● 指令
1: 根据关于许宝蘅日记的选段,许宝蘅在初二日的日记中如何称呼袁世凯?
2: 将关于许宝蘅日记的选段中的句子"摄政王只是履行钤印的程序。"译成英文。
3: 紧接关于许宝蘅日记的选段最后一句续写。

● 选段
但是,时隔三年,情况彻底改变了。辛亥年十月初三日(1911年11月23日)许氏写道:

六时二刻黎明到公署,七时总理至,办事,拟旨三道,九时偕顺臣送进呈事件匣入乾清门,交内奏事处呈监国钤章发下,领回公署,分别发交。午饭后一时与阁丞、厅长同阅各折件,拟旨记档,至四时半方毕,五时晚饭,散归。[17]

这天袁世凯到了总理公所办公。先由他拟旨,由许宝蘅等人入乾清门交内奏事处,呈载沣钤印,领回公署,分别发交。摄政王只是履行钤印的程序。袁世凯任总理的责任内阁制在这一天以新的形式得以实施。许的记载也很别致,初二日记中还称袁为“袁相”,初三日便改称为“总理”,似乎他也意识到了前后的差异。

● 数据摘录
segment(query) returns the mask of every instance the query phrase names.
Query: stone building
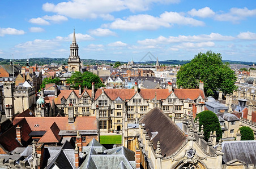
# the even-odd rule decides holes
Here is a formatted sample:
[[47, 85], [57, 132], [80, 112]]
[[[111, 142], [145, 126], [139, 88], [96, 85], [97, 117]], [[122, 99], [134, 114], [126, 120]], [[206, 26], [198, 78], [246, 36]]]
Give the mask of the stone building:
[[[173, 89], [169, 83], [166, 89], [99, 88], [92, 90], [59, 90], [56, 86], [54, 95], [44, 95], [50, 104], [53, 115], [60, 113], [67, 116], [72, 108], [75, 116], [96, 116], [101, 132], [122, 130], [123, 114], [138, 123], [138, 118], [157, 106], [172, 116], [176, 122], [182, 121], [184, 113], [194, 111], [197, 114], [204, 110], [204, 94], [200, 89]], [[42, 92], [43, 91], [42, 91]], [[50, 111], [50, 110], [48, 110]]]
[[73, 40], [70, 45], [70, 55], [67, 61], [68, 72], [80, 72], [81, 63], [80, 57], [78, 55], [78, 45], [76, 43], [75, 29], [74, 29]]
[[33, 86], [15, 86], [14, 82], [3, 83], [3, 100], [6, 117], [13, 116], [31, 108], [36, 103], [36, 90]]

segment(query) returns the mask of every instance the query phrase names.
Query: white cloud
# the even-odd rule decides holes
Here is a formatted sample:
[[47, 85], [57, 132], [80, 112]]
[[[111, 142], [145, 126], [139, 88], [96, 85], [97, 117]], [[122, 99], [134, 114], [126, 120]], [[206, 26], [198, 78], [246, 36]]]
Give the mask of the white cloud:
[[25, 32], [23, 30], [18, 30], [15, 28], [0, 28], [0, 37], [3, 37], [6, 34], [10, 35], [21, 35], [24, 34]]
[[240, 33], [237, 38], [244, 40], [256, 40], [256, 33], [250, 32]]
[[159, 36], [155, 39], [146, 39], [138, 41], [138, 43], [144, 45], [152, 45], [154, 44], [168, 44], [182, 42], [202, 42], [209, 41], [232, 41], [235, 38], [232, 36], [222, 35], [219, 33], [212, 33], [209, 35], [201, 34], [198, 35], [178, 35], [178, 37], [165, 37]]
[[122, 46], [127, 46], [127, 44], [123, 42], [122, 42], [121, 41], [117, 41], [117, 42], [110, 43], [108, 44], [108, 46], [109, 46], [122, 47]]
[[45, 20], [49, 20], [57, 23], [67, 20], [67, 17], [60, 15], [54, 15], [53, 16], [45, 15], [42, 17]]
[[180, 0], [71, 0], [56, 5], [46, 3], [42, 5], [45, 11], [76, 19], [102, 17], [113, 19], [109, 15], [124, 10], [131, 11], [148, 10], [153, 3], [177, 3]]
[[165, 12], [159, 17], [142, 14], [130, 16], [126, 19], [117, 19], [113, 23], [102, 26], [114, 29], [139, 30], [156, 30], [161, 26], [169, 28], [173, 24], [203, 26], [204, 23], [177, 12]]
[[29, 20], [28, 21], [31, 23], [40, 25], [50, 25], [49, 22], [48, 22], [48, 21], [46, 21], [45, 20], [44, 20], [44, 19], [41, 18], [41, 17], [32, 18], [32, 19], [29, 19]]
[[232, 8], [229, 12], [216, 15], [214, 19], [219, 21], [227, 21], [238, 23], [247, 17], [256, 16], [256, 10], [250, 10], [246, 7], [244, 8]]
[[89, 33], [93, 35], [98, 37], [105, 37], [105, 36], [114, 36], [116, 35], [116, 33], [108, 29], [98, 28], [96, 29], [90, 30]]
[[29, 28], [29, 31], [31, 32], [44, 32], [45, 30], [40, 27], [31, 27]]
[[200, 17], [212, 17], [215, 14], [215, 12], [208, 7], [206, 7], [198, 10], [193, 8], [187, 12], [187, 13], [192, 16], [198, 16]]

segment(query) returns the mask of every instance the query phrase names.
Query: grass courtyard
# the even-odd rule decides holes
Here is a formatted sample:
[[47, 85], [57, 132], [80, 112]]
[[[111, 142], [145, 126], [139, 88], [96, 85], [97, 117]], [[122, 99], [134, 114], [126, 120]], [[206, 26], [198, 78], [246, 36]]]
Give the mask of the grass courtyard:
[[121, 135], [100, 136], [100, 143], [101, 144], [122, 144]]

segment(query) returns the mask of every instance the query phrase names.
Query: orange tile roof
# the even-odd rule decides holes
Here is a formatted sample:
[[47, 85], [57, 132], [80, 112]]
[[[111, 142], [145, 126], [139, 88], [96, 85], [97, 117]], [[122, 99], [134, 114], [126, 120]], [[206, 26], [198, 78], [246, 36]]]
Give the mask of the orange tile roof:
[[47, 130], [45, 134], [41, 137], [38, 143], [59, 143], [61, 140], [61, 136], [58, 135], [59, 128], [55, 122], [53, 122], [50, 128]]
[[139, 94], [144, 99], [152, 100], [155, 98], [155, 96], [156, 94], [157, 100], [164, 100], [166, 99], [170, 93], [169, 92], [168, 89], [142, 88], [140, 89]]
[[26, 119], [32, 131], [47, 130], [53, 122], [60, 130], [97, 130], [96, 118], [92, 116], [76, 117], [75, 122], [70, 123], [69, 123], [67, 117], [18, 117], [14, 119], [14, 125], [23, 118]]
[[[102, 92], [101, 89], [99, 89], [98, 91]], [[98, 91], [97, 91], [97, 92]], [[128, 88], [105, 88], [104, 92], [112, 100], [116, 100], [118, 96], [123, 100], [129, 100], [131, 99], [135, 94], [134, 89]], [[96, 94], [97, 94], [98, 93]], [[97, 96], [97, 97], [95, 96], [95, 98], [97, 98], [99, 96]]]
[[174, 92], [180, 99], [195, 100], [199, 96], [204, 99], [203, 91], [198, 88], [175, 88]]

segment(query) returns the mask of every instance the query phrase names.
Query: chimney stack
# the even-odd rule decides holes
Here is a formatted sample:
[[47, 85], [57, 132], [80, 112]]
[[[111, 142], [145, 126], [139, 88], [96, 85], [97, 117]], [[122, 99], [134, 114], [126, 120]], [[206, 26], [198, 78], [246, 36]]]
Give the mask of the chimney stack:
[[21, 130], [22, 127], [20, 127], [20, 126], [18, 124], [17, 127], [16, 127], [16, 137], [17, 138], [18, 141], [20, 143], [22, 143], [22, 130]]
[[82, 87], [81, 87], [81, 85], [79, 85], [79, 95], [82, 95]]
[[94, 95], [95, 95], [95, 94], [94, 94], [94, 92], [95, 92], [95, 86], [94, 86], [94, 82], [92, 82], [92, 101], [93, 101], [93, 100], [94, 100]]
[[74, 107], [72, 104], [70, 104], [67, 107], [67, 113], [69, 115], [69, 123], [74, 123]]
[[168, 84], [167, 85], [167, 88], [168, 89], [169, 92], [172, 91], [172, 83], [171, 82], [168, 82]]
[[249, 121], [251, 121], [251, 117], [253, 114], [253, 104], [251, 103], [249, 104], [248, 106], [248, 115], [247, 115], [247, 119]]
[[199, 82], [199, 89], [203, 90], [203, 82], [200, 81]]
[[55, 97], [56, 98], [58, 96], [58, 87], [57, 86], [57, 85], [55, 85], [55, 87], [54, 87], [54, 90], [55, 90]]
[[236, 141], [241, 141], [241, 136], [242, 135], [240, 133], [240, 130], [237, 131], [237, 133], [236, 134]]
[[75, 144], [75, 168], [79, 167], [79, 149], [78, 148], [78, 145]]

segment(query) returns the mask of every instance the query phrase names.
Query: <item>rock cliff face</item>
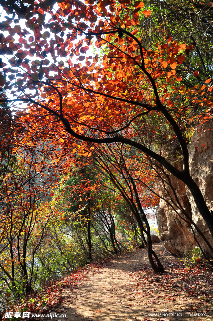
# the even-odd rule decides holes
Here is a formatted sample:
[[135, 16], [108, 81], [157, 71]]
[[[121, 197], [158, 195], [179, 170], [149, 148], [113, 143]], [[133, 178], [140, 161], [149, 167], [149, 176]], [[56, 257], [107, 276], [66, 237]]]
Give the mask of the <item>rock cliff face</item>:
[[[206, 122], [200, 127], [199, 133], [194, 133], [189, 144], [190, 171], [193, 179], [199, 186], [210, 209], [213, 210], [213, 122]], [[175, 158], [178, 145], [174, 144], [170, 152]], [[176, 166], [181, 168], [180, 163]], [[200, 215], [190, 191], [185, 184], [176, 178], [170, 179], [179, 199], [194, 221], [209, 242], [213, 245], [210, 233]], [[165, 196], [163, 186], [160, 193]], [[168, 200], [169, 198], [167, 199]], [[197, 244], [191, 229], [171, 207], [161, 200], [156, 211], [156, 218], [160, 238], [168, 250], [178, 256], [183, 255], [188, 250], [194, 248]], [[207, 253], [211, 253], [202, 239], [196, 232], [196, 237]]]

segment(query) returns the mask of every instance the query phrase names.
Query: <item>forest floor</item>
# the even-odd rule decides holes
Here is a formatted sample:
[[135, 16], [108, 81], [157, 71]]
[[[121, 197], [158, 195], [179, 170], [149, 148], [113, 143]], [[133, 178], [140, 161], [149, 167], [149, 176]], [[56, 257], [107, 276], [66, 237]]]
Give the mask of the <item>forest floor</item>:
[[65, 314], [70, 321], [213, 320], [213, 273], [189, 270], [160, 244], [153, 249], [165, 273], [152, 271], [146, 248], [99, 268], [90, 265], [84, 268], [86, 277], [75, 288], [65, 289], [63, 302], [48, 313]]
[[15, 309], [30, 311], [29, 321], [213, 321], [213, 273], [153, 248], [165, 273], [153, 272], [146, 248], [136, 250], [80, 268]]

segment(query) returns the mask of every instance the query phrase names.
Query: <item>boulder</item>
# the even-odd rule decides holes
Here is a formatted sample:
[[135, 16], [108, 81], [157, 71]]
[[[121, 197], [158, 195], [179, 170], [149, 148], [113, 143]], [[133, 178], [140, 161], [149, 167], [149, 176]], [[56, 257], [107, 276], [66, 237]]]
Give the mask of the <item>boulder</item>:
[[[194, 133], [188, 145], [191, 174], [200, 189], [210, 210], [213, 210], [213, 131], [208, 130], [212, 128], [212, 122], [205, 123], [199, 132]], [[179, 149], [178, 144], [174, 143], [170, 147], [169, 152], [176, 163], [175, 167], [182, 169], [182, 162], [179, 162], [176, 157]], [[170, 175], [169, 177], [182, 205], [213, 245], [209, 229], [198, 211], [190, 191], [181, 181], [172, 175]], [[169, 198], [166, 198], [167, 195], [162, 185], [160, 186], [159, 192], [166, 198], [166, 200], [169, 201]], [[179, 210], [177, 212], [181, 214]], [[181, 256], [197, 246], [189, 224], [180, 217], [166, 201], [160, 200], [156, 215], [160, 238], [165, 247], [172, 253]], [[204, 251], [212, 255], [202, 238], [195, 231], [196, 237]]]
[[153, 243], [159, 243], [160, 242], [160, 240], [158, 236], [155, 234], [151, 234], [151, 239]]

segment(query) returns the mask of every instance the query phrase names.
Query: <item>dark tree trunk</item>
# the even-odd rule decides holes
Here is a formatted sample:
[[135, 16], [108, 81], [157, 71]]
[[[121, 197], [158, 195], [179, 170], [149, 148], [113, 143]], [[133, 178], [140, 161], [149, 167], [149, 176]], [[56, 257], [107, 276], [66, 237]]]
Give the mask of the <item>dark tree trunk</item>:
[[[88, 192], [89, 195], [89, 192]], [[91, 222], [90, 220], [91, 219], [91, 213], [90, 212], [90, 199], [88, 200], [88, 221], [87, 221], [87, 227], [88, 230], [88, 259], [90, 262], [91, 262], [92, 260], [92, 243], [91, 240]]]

* * *

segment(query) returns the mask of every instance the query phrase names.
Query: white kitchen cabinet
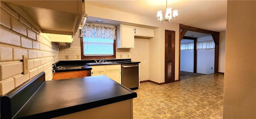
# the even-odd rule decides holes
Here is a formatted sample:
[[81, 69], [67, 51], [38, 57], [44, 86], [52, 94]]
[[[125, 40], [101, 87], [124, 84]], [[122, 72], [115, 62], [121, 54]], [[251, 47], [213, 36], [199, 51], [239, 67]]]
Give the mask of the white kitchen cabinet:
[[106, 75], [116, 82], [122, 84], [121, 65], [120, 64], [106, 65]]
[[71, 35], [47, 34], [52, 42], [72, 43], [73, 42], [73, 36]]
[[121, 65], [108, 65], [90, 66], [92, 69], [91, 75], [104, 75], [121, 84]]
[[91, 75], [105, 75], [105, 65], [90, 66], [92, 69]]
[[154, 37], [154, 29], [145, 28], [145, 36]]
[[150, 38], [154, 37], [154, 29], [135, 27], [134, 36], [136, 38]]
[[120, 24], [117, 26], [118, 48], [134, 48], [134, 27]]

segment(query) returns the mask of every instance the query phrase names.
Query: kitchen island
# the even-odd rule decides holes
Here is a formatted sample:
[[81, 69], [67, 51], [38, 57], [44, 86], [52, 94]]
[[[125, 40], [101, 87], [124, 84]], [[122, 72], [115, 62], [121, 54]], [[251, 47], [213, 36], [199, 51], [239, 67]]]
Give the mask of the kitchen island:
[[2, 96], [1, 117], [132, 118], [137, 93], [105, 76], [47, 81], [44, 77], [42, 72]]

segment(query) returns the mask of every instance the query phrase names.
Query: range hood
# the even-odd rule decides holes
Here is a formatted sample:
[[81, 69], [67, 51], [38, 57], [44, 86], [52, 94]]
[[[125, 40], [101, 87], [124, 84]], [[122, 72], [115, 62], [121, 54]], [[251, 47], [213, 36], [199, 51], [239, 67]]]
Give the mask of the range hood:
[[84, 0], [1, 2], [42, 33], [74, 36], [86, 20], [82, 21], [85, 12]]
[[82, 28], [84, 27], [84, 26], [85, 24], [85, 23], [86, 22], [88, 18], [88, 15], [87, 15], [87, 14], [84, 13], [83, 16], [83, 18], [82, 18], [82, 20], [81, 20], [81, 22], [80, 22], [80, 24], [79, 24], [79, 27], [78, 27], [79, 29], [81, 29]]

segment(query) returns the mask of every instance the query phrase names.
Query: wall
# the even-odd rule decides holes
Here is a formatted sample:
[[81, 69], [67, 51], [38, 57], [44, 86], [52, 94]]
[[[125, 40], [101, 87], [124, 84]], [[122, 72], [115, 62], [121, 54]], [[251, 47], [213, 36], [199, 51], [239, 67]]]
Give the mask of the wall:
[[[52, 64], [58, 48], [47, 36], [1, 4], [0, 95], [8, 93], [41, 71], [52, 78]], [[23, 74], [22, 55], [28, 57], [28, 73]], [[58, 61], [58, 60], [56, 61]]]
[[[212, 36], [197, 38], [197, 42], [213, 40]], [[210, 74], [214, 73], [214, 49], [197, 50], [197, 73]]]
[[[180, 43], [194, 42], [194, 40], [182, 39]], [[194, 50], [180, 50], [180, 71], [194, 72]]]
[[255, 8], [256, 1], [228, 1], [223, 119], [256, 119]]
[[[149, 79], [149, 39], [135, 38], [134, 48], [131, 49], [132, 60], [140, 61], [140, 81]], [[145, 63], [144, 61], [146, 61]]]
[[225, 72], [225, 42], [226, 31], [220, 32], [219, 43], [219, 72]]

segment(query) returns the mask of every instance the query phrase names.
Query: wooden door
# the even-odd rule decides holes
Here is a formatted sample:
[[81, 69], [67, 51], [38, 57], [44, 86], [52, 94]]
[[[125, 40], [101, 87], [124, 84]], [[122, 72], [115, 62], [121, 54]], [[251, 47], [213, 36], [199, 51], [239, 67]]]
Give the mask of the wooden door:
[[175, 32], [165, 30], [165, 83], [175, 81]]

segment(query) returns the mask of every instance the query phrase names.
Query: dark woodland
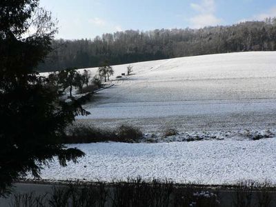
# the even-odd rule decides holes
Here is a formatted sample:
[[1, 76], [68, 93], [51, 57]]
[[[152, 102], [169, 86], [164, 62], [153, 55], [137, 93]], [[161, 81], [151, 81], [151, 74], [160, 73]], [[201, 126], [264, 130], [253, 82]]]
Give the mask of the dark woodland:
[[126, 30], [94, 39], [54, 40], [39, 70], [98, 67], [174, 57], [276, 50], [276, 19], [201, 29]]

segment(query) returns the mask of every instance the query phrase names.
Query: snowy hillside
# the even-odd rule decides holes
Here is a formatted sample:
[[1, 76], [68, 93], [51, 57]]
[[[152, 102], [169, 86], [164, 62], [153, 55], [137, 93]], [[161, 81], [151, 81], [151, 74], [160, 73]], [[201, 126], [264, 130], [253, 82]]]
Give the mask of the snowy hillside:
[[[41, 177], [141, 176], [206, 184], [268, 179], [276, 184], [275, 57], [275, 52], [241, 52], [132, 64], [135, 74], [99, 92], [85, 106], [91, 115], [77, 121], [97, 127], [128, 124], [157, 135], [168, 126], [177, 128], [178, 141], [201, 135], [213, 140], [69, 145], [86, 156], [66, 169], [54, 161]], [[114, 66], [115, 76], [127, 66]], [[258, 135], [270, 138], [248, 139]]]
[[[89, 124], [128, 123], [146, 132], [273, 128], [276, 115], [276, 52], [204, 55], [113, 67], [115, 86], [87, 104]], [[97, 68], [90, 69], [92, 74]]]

● 各题答案
1: 称其为"袁相"。

2: The Prince Regent merely carried out the formality of affixing the seal.

3:
身为总理公署的秘书,在稍后的日记中,许宝蘅对袁世凯的踪迹和内廷动态均有记述:

十月十二日(12月2日) 六时起,七时到署,九时半随项城入内,十一时回署。

十月十六日(12月6日) 午饭后到公署,知监国避位,已奉太后懿旨仍以醇亲王就第。回首三年,不胜凄感。晚饭后拟旨数道,又预备明日请旨派全权大臣与南军协议,又商酌以后谕旨用宝等事,至十二时后始散。

十月十七日(12月7日) 七时三刻起,早饭后九时到公署。项城入对于养心殿,奉太后谕:“余一切不能深知,以后专任于尔。”奏对历一钟余。资政院前奏剪发、改历两案,今日降旨:凡我臣民皆准其自由剪发,改历事着内阁妥速筹办。又奉旨项城为全权大臣,委托唐少川(绍仪)为代表,又委托严范孙(修)、杨杏城(士琦)参预讨论,又委托各省人每省一人讨论各省事宜,定于下午五钟在署会议,四时散归。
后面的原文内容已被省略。